-- Start of Records --

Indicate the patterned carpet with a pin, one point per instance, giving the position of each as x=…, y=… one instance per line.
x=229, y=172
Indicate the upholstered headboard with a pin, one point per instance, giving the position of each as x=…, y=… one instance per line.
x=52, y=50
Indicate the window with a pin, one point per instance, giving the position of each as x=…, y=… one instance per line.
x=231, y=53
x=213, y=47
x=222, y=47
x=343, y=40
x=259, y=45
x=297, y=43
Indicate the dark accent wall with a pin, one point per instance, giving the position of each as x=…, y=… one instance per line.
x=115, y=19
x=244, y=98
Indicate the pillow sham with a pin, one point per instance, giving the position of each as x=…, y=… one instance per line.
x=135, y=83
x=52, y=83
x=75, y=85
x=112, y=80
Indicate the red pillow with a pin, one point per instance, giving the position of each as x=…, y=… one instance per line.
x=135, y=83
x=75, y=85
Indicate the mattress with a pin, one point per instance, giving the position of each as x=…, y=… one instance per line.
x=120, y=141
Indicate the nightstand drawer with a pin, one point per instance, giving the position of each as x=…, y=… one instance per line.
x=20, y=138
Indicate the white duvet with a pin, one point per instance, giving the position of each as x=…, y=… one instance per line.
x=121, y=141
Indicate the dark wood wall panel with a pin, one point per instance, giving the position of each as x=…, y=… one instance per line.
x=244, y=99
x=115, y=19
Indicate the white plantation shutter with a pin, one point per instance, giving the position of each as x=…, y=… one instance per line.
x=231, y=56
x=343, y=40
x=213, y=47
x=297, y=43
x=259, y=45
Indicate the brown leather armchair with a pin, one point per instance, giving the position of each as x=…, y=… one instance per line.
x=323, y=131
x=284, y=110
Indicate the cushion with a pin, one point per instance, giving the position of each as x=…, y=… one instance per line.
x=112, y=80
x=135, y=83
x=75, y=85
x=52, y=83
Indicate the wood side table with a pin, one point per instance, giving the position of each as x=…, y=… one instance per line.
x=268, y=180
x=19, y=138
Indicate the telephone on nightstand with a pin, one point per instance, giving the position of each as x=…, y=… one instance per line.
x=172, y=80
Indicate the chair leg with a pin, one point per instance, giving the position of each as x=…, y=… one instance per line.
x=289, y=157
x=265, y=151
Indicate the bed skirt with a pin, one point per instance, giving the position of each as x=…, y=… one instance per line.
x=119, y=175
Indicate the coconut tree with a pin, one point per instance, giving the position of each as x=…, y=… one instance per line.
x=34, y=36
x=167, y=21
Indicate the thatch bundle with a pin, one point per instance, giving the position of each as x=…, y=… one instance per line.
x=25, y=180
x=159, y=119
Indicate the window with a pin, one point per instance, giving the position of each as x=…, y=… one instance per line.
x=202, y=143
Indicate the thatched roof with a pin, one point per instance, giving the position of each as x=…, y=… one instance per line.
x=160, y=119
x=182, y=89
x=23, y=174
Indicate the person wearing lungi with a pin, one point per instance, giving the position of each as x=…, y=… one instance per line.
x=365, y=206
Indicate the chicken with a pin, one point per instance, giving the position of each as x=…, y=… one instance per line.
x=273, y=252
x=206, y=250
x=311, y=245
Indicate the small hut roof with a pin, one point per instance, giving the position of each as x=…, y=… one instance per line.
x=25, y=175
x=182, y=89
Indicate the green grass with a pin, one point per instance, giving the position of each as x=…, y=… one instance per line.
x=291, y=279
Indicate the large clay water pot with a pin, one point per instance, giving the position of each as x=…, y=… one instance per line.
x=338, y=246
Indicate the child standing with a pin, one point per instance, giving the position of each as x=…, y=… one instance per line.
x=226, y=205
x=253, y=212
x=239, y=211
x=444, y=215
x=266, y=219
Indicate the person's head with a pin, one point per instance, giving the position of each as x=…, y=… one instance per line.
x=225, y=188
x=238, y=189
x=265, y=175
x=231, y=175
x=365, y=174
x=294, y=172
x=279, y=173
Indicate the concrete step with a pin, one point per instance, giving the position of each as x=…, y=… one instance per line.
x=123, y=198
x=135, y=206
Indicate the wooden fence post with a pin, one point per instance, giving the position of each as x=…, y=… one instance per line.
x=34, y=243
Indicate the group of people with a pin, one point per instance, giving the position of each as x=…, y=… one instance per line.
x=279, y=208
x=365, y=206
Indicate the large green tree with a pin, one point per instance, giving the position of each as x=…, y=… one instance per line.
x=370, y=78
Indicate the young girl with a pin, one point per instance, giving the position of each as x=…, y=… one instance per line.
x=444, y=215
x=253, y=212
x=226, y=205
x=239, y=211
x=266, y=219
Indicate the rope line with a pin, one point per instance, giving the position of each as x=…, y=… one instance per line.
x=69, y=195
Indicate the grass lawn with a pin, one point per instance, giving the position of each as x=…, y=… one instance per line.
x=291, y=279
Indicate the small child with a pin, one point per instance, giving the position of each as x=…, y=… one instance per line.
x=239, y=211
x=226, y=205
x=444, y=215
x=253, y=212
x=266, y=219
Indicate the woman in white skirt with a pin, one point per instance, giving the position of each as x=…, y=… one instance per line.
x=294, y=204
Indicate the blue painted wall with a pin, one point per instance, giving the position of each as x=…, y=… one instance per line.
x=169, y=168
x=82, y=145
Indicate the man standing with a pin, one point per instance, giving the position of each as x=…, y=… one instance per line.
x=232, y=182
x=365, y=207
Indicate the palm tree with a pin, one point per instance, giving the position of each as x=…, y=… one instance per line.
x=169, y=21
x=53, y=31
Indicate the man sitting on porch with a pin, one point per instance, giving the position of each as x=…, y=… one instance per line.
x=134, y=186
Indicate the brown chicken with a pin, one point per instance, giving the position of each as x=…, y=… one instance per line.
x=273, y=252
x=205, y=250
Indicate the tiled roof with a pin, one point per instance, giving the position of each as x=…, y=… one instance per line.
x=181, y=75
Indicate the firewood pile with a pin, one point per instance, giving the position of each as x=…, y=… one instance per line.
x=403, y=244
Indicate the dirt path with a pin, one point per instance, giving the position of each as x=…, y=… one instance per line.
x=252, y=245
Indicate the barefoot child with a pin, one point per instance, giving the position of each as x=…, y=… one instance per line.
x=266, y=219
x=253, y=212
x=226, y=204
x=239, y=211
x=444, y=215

-- End of Records --

Can you arrange the items as a two-column CSV with the columns item and points, one row per item, with each item's text and its answer in its own quoted field and line breaks replaced by spaces? Begin at the line that has "Indicate the red" and stop after the line that has "x=121, y=141".

item,points
"Indicate the red pillow with a pin, one point per instance, giving the position of each as x=…, y=… one instance per line.","x=135, y=83 x=75, y=85"
"Indicate the mattress with a pin, one point per instance, giving the position of each as x=…, y=… one instance per line.","x=120, y=141"
"Indicate the nightstand drawer with a pin, one point per instance, giving the position of each as x=…, y=… one instance per line.","x=20, y=138"
"Indicate the white duvet with a pin, one point per instance, giving the position of each as x=…, y=… one instance per line.","x=121, y=141"